▶ **Task**:
Please continue the blog post about cancer treatment feeling like imprisonment, picking up after its final sentence.

▶ **Source extract**:
☆ ☆ ☆ ☆
Wednesday, May 1, 2013

My Sense of Freedom



I began my journey to Pittsburgh this morning knowing that I had my breathing test today.  What I didn't realize was the rush of so many emotions when walking outside toward the hospital doors.

I didn't realize until this moment on how much the days, weeks, and months of isolation affected me.  I didn't commit a crime, I didn't steal or even murder anyone but my life was like an incarceration.  There may have been no bars on the windows or doors being locked down.  There may have been no cuffs or no security patting me down.  But it didn't stop the feeling as though I was a prisoner. A prisoner to cancer.  A prisoner to the hospital, to my room, to my bed.  Even though there were no cuffs or shackles, my cuff and shackles existed in the pole I had to cart beside me while it pumped the necessary drugs into my body. 

When I was given permission to go outside, it was like a reward.  Something that may be comparable to a prisoner being given a reprieve to go outside for 'good behavior'.
☆ ☆ ☆ ☆
Stored items
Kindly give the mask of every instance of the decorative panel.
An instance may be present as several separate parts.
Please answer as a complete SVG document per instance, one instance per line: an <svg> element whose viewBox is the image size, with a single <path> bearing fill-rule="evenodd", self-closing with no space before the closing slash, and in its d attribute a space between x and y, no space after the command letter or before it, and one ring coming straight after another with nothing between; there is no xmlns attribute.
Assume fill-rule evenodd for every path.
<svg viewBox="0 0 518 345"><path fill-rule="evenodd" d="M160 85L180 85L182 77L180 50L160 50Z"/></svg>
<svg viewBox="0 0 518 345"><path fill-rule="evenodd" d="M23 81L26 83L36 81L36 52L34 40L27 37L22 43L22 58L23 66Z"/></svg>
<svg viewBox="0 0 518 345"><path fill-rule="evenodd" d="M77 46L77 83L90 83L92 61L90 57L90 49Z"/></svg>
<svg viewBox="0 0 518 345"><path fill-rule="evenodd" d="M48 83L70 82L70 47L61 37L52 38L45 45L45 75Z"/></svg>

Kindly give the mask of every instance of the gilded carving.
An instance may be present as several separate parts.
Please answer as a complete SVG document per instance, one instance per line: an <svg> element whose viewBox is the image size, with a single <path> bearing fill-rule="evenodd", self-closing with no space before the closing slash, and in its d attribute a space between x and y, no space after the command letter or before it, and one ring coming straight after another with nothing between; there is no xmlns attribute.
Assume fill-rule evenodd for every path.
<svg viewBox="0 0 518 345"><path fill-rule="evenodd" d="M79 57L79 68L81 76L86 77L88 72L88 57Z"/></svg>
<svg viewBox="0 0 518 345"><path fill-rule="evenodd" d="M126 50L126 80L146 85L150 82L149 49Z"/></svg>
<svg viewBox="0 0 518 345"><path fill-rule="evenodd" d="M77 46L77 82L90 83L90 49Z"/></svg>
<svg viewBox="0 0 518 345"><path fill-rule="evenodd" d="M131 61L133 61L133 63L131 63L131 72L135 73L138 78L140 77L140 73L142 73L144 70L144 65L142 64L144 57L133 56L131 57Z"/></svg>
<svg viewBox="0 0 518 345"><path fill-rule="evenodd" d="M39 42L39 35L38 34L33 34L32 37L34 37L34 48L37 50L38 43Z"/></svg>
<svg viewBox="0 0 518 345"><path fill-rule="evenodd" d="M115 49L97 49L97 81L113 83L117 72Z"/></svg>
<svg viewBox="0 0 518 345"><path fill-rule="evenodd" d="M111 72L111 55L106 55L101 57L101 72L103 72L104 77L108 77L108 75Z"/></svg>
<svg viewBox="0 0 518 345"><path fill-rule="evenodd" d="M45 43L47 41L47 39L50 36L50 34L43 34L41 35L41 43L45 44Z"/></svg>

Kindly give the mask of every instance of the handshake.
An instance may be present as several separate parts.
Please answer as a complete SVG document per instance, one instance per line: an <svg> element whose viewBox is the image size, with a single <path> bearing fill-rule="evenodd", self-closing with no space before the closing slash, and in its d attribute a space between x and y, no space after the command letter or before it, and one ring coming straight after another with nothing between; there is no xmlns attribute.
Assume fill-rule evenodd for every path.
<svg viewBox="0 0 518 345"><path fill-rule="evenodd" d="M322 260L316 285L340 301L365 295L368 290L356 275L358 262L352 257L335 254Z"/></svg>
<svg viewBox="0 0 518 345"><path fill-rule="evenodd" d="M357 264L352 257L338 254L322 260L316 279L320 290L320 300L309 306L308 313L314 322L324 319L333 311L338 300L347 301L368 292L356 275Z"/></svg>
☆ ☆ ☆ ☆
▶ **Answer box**:
During that time, those were not my thoughts, I was just living in the moment taking it hour by hour, day by day. But now, having and feeling the 'freedom' I have now, I didn't realize how isolated I felt.  Although I have no idea what its like to be incarcerated, I'm sure it could be very close.  I had no choice and had no control of my situation.  Cancer created my incarceration.

Today, as I got out of my car and began walking toward the hospital, I breathed deeply. I tilted my head back, closed my eyes and soaked up the sun's rays which was something I couldn't do before.  I relished in my sense of freedom.  I had no mask to cover my face.  I had no pole attached to my body.  I wasn't limited to my room, to the hospital halls or the hospital 'gardens'.  I was free to go wherever I chose to go. I remember during those isolated days, sitting in the garden, and watching my family come and go freely and how I ached for the moment that I would be able to do that again.

So today as I experienced those feelings, I became very emotional knowing that I have what I ached for. My ache has been soothed with my freedom. A freedom that I will never take for granted.